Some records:
══════
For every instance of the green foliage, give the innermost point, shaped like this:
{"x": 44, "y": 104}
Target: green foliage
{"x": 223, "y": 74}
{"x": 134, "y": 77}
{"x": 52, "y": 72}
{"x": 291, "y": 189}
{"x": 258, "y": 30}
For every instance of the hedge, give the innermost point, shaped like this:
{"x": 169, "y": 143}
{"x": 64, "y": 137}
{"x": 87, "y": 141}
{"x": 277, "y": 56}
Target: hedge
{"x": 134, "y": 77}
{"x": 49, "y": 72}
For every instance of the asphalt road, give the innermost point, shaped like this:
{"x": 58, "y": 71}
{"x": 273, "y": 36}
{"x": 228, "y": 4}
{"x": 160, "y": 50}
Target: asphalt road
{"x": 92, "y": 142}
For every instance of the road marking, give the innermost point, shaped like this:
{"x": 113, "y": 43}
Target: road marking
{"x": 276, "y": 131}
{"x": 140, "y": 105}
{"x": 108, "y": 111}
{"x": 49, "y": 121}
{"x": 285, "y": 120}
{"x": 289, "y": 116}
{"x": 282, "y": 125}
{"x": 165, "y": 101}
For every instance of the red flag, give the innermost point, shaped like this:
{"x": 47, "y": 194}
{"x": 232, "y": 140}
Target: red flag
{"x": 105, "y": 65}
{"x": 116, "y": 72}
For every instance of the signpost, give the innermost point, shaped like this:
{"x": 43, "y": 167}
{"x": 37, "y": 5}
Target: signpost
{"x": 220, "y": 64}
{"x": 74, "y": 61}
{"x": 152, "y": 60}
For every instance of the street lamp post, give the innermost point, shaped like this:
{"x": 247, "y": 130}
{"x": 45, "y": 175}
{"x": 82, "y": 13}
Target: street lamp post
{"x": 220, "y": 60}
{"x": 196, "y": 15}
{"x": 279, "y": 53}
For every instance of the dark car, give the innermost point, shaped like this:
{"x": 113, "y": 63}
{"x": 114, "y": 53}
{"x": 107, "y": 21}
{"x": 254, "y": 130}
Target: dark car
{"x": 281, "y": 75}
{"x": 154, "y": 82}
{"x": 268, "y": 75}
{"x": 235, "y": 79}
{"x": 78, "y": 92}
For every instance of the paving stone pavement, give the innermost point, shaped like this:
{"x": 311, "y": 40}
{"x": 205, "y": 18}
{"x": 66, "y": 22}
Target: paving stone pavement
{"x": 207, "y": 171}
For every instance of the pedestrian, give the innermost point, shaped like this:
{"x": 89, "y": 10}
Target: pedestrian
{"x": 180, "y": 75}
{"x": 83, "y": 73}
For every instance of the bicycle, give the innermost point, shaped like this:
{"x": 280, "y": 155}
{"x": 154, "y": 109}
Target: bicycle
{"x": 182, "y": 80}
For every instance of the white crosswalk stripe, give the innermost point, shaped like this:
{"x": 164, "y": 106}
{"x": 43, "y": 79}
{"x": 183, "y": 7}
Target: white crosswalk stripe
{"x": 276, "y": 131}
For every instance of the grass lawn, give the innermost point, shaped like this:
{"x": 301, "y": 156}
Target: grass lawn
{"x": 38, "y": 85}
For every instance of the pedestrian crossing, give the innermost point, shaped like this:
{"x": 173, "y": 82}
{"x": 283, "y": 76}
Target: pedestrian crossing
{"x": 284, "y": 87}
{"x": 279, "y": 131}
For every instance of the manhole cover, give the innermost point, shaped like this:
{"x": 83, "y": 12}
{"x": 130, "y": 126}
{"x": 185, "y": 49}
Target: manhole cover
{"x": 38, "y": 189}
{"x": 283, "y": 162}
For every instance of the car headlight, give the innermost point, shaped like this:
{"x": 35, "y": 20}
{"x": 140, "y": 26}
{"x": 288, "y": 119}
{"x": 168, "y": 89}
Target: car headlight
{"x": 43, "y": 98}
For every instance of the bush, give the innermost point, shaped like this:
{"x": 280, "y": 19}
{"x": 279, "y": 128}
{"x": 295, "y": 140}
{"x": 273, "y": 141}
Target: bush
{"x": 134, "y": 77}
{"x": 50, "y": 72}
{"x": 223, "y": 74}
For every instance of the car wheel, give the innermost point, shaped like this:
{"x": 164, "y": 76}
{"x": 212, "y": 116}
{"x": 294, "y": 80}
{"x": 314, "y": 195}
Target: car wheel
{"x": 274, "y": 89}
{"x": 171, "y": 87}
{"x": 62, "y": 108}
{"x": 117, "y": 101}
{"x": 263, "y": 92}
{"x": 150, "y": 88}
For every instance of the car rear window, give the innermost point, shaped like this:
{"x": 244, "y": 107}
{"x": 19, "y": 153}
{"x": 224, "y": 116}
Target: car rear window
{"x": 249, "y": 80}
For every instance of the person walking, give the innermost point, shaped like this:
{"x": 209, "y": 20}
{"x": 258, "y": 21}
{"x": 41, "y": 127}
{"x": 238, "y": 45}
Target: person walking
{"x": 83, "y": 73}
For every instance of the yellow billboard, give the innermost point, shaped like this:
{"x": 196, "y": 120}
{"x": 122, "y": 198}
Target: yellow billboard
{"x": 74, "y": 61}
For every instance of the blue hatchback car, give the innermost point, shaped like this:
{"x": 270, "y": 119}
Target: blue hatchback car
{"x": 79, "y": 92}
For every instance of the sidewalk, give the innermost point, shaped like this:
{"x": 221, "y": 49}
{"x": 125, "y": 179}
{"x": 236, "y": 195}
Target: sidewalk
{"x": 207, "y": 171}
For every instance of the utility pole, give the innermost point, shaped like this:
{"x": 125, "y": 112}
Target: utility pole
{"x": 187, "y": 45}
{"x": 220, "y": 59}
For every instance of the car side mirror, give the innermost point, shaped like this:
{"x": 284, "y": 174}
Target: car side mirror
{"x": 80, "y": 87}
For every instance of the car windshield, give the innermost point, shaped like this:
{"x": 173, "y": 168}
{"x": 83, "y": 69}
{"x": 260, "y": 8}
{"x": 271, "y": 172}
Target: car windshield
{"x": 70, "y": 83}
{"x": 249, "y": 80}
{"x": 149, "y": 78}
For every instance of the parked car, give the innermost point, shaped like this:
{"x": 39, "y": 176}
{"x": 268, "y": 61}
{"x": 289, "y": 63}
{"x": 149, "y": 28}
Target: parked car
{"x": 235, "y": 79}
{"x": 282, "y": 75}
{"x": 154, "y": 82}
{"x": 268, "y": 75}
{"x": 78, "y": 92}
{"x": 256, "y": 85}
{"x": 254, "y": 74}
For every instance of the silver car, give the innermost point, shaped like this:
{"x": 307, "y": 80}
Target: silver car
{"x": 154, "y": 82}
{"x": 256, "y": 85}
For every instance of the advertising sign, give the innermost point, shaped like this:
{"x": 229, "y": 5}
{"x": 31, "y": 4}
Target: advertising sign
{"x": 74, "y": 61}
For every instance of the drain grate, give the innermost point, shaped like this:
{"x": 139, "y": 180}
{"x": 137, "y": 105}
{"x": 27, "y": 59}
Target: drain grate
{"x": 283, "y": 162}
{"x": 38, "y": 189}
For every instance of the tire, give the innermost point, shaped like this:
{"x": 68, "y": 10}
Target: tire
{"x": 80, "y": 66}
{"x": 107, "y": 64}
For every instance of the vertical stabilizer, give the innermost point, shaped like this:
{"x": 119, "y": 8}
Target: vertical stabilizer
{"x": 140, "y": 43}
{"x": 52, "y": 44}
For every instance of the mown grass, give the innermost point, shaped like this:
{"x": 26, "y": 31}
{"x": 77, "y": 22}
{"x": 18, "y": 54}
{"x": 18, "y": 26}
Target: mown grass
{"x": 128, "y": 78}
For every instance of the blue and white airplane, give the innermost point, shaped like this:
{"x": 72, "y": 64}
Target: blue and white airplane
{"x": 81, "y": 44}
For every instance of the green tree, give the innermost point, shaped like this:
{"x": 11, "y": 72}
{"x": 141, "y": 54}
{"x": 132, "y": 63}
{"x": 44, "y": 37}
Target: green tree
══════
#### [THE EXERCISE]
Can you give the lines again from the one containing "For every instance of the vertical" through the last line, switching "mown grass" to "cut lawn" and keeping everything else the same?

#### [FINISHED EXERCISE]
For every instance of the vertical stabilizer, give the innermost point, shaped like this:
{"x": 119, "y": 8}
Target: vertical stabilizer
{"x": 140, "y": 43}
{"x": 52, "y": 44}
For every instance of the cut lawn, give the innermost point, shaped like this:
{"x": 26, "y": 31}
{"x": 77, "y": 22}
{"x": 18, "y": 54}
{"x": 18, "y": 26}
Target: cut lawn
{"x": 128, "y": 78}
For every instance of the blue and white airplane, give the innermost point, shaped like this:
{"x": 72, "y": 64}
Target: blue and white airplane
{"x": 81, "y": 44}
For every instance of the green tree, give the innermost point, shaped like this:
{"x": 11, "y": 72}
{"x": 141, "y": 54}
{"x": 132, "y": 63}
{"x": 44, "y": 37}
Target: green tree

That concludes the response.